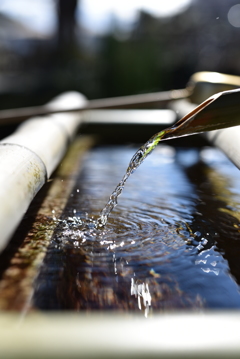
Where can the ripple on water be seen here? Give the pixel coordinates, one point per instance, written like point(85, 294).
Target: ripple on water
point(156, 252)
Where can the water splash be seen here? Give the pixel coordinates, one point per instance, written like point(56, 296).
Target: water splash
point(135, 162)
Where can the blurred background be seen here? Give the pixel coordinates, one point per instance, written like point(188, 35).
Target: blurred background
point(106, 48)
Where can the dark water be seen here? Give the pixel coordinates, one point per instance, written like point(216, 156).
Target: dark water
point(172, 242)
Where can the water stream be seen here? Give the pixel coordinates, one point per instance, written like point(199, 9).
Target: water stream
point(172, 242)
point(135, 162)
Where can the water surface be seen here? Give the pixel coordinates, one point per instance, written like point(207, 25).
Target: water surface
point(172, 242)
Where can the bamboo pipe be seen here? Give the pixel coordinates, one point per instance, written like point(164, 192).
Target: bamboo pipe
point(201, 85)
point(27, 159)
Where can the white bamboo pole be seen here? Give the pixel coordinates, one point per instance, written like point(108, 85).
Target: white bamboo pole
point(29, 156)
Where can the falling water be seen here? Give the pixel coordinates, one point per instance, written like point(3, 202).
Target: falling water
point(135, 162)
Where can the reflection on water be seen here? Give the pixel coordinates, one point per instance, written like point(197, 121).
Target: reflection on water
point(142, 293)
point(172, 242)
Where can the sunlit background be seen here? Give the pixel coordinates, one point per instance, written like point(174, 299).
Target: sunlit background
point(106, 48)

What is required – Convert the lines of the listing above into a Markdown table with the columns Row and Text, starting at the line containing "Where can the bamboo" and ending at the line containing "point(29, 156)". Put a row number under Row and the line itself under Text, and leave out any blank lines.

Result for this exercise –
| Row | Text |
|---|---|
| 1 | Where can the bamboo pipe be seen here? Give the pixel coordinates, one point per instance, written like point(164, 192). |
| 2 | Target: bamboo pipe |
| 3 | point(201, 85) |
| 4 | point(27, 159) |
| 5 | Where can the white bamboo pole be seen here? Give the pixel coordinates, one point per instance, written like point(108, 85). |
| 6 | Target: white bamboo pole |
| 7 | point(29, 156) |